• _EXERCISE DESCRIPTION_: Send back every line of the data exactly.

+++++

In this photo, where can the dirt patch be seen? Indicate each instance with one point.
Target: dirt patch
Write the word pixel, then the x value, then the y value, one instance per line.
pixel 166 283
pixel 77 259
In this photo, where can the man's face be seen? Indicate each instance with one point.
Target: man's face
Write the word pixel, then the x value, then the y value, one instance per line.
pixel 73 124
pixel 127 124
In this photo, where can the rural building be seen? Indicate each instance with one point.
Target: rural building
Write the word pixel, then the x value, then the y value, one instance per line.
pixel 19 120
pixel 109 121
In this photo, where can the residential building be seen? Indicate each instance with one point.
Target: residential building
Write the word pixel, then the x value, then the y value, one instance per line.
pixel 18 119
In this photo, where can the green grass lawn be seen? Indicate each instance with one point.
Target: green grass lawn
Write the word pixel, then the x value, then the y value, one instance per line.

+++++

• _RESULT BELOW_:
In this photo, where can the dirt patch be seen? Indicate each instance with one point.
Target: dirt patch
Write the word pixel, then the x value, then the y value, one instance per line.
pixel 166 283
pixel 77 259
In this photo, where can the man's face be seen? Indicate each instance with one point.
Target: man's face
Write the word pixel, then the x value, then the y value, one instance per line.
pixel 73 124
pixel 127 124
In this photo, where can the rural building be seen? Indicate each instance with one point.
Target: rural building
Write the word pixel, then the x value, then the y value, one instance per line.
pixel 19 120
pixel 109 121
In this photo, where can the residential building be seen? Indicate each instance with one point.
Target: residential building
Write the word pixel, then the x value, then the y value, one instance per line.
pixel 18 119
In this photo, where can the green grass lawn be seen? Indicate each instance with one point.
Target: green grass lawn
Write the word pixel, then the x value, then the y value, one instance per line.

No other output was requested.